Start of RECORDS SHOWN

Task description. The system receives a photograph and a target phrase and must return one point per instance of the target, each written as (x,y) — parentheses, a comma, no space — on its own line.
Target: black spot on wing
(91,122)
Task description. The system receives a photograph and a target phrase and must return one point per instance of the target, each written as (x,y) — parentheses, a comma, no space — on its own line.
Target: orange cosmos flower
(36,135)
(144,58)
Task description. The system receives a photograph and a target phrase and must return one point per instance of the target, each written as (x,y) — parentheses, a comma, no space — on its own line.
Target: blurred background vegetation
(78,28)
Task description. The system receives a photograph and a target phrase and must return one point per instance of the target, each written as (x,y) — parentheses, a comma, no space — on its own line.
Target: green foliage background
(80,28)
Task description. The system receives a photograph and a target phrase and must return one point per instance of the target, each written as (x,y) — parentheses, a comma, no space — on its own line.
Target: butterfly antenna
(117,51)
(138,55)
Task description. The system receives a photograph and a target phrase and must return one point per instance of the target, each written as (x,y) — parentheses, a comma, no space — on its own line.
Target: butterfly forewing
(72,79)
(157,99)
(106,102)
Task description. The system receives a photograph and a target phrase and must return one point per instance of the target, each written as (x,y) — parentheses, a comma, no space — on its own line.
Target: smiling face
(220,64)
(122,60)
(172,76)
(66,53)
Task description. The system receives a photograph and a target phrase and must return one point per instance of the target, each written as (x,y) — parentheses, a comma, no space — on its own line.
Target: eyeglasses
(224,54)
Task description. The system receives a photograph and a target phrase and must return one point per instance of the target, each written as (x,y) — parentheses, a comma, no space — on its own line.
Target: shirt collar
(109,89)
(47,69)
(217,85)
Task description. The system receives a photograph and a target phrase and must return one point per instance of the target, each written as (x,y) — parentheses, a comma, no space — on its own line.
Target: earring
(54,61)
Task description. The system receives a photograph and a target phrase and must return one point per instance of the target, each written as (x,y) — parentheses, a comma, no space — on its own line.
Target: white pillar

End of RECORDS SHOWN

- _TASK DESCRIPTION_
Write every record out again exactly.

- _ANSWER FOR THE TASK_
Task description. The system receives a photograph and a target phrase and must return one point per instance of the target, each written as (x,y) — parentheses, a comma, no space — on its own line.
Target: black spot on wing
(91,122)
Task description. The system receives a photograph and a target phrase and must return one point per instance of the target, each written as (x,y) — parentheses, a comma, no space — on its own line.
Target: orange cosmos flower
(36,135)
(144,58)
Task description. The system receives a photograph and a target phrase and must return one point per instance of the target, each written as (x,y) — parentheses, a comma, no space — on its own line.
Target: blurred background vegetation
(78,28)
Task description. The system receives a photograph and a target phrase and must return one point per instance of the target, each written as (x,y) — parentheses, a comma, no space — on its own line.
Target: green foliage background
(80,28)
Task description. The system receives a photograph and a target phrase and must return one point per instance of the target, each written as (x,y) — parentheses, a comma, no space — on its own line.
Target: butterfly antenna
(117,51)
(138,55)
Task description. The system receives a photograph and a target phrase and must return one point per instance of the target, each written as (x,y) — parentheses, a comma, no space — on its own line.
Target: butterfly forewing
(72,79)
(157,99)
(106,102)
Task description. The system receives a photograph and a target phrase and must return one point per instance of the target, each written as (x,y) — parentheses, a comma, no space — on its own line.
Target: smiling face
(220,64)
(122,60)
(172,76)
(66,53)
Task description. The system receives a photograph and a target phrase and must return one point per instance of the target, each written as (x,y) — parentheses, a comma, no space — on its own line.
Target: eyeglasses
(224,54)
Task description. The system receives a photograph and a target phrase and must return one point per instance of the target, each written as (x,y) — parentheses, a comma, no space — on its own line.
Target: shirt collar
(109,89)
(47,69)
(217,85)
Task description. The system receives a photograph and a target phrase and must return one point per instance of the target, each written as (x,y) — parentheses, a comma, no space — on its own line.
Target: earring
(54,61)
Task description. The system receives a photograph and a target phrase and must return one point per instance of the target, each written as (x,y) — parentheses, a comma, no space — on its own line.
Target: white pillar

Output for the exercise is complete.